WHAT YOU HAVE TO DO:
Please give the data below again in full, exactly as it stands.

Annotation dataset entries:
--- Begin ---
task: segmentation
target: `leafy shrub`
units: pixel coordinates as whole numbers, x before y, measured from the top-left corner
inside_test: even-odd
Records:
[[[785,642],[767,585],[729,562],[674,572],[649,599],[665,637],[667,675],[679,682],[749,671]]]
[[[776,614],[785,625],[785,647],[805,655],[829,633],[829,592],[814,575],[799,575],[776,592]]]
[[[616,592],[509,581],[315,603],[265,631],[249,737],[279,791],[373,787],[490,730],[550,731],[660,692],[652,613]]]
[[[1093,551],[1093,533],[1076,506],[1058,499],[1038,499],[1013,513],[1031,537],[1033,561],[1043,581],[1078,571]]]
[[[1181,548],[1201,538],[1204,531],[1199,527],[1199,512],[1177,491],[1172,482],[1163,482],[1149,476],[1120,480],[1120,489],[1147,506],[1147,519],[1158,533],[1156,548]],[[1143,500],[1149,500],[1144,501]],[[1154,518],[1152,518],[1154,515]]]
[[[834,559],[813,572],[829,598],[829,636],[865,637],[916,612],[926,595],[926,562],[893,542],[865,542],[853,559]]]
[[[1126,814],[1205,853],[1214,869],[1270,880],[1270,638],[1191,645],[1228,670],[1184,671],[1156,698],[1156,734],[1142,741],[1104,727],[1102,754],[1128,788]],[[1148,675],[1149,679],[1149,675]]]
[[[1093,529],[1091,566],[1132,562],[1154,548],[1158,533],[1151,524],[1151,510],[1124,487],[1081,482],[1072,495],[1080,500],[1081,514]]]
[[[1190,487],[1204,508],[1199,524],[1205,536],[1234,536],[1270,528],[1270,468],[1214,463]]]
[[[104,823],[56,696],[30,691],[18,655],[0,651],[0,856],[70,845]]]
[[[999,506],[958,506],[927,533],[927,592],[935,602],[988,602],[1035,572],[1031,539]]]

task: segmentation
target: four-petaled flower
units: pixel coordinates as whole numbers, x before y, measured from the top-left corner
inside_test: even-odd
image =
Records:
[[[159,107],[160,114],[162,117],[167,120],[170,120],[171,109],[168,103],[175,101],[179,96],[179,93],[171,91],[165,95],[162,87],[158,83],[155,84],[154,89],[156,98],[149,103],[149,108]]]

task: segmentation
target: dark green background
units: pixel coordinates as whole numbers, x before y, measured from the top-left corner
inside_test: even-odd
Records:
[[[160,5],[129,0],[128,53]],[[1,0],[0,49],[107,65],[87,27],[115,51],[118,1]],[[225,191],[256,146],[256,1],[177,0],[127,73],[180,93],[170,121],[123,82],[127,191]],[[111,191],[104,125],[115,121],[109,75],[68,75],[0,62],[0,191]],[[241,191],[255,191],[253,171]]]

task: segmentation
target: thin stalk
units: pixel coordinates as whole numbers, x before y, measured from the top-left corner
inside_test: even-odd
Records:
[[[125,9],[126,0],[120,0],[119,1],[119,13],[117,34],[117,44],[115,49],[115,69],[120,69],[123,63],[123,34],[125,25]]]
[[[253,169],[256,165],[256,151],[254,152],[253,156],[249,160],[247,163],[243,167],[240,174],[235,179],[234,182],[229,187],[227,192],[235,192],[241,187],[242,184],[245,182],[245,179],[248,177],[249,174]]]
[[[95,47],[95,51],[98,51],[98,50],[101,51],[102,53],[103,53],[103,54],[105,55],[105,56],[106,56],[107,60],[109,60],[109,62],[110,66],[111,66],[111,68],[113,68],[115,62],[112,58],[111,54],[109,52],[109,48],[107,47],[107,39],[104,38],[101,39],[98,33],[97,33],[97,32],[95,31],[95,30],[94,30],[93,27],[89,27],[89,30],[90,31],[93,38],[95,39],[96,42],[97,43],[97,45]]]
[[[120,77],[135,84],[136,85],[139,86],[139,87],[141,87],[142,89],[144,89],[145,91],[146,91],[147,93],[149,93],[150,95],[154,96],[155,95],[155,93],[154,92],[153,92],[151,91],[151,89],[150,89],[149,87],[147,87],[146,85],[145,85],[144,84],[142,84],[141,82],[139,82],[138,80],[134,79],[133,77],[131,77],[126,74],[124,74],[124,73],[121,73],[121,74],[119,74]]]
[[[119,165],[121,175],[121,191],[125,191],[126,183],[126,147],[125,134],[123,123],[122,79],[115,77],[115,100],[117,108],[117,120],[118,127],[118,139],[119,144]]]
--- End ---
OUTPUT FOR THIS EXERCISE:
task: segmentation
target: `leafy shrub`
units: pixel coordinates as whole numbers, x before y, measured from the top-left corner
inside_test: even-odd
Records:
[[[785,642],[767,585],[729,562],[674,572],[649,599],[665,637],[667,675],[679,682],[749,671]]]
[[[776,614],[785,625],[785,647],[805,655],[829,633],[829,592],[814,575],[799,575],[776,592]]]
[[[616,592],[509,581],[315,603],[265,631],[249,737],[279,791],[373,787],[490,730],[550,731],[660,692],[652,613]]]
[[[1093,551],[1093,533],[1076,506],[1058,499],[1038,499],[1013,513],[1031,537],[1033,561],[1043,581],[1078,571]]]
[[[1181,548],[1201,538],[1204,531],[1199,527],[1199,512],[1177,491],[1172,482],[1163,482],[1149,476],[1120,480],[1120,489],[1147,506],[1147,519],[1158,533],[1156,548]],[[1143,500],[1149,500],[1144,501]],[[1154,518],[1152,518],[1154,515]]]
[[[834,559],[813,572],[829,598],[829,636],[865,637],[916,612],[926,595],[926,562],[893,542],[865,542],[853,559]]]
[[[1126,814],[1205,853],[1214,869],[1270,880],[1270,638],[1191,645],[1228,670],[1184,671],[1156,698],[1156,734],[1142,741],[1104,727],[1102,754],[1128,788]],[[1148,675],[1149,679],[1149,675]]]
[[[1093,529],[1091,566],[1132,562],[1154,548],[1158,533],[1151,524],[1151,510],[1124,487],[1081,482],[1072,495],[1080,500],[1081,514]]]
[[[1190,487],[1204,508],[1199,524],[1205,536],[1234,536],[1270,528],[1270,468],[1214,463]]]
[[[104,823],[56,696],[30,691],[18,655],[0,651],[0,856],[70,845]]]
[[[999,506],[958,506],[927,533],[927,592],[935,602],[988,602],[1035,572],[1031,539]]]

task: segmentation
target: four-petaled flower
units: pixel coordinates as whole numbers, x before y, measured from the top-left corner
inside_test: even-odd
image =
Records:
[[[159,107],[160,114],[162,117],[167,120],[170,120],[171,109],[168,103],[175,101],[179,96],[179,93],[171,91],[165,95],[162,87],[158,83],[155,84],[154,89],[156,98],[149,103],[149,108]]]

task: segmentation
target: dark green background
units: pixel coordinates as whole numbers, x before y, measured from the top-left corner
inside_test: even-odd
Records:
[[[160,5],[129,0],[128,53]],[[1,0],[0,49],[107,65],[87,27],[115,51],[118,1]],[[225,191],[256,146],[256,1],[177,0],[127,73],[180,93],[170,121],[123,82],[127,191]],[[111,191],[104,125],[115,121],[109,75],[68,75],[0,62],[0,191]],[[241,191],[255,191],[253,171]]]

task: segmentation
target: thin stalk
units: pixel coordinates as whole numbers, x before y, measured from the top-left corner
inside_test: even-odd
Records:
[[[125,9],[126,0],[120,0],[119,1],[119,13],[117,34],[117,44],[115,49],[115,69],[120,69],[123,63],[123,34],[125,25]]]
[[[253,169],[256,165],[256,151],[254,152],[253,156],[249,160],[247,163],[243,167],[240,174],[235,179],[234,182],[229,187],[227,192],[235,192],[241,187],[242,184],[245,182],[245,179],[248,177],[249,174]]]
[[[95,47],[95,51],[98,51],[98,50],[101,51],[102,53],[103,53],[103,54],[105,55],[105,56],[106,56],[107,60],[109,60],[109,62],[110,66],[111,66],[111,68],[113,68],[115,62],[112,58],[111,54],[109,52],[109,48],[107,47],[107,39],[104,38],[101,39],[98,33],[97,33],[97,32],[95,31],[95,30],[94,30],[93,27],[89,27],[89,30],[90,31],[93,38],[95,39],[96,42],[97,43],[97,45]]]
[[[120,77],[135,84],[136,85],[139,86],[139,87],[141,87],[142,89],[144,89],[145,91],[146,91],[147,93],[149,93],[150,95],[154,96],[155,95],[155,93],[154,92],[153,92],[151,91],[151,89],[150,89],[149,87],[147,87],[146,85],[145,85],[144,84],[142,84],[141,82],[139,82],[138,80],[134,79],[133,77],[131,77],[126,74],[124,74],[124,73],[121,73],[121,74],[119,74]]]
[[[119,165],[121,175],[121,191],[125,191],[126,183],[126,147],[125,134],[123,123],[122,79],[115,77],[115,100],[117,108],[117,120],[118,127],[118,139],[119,144]]]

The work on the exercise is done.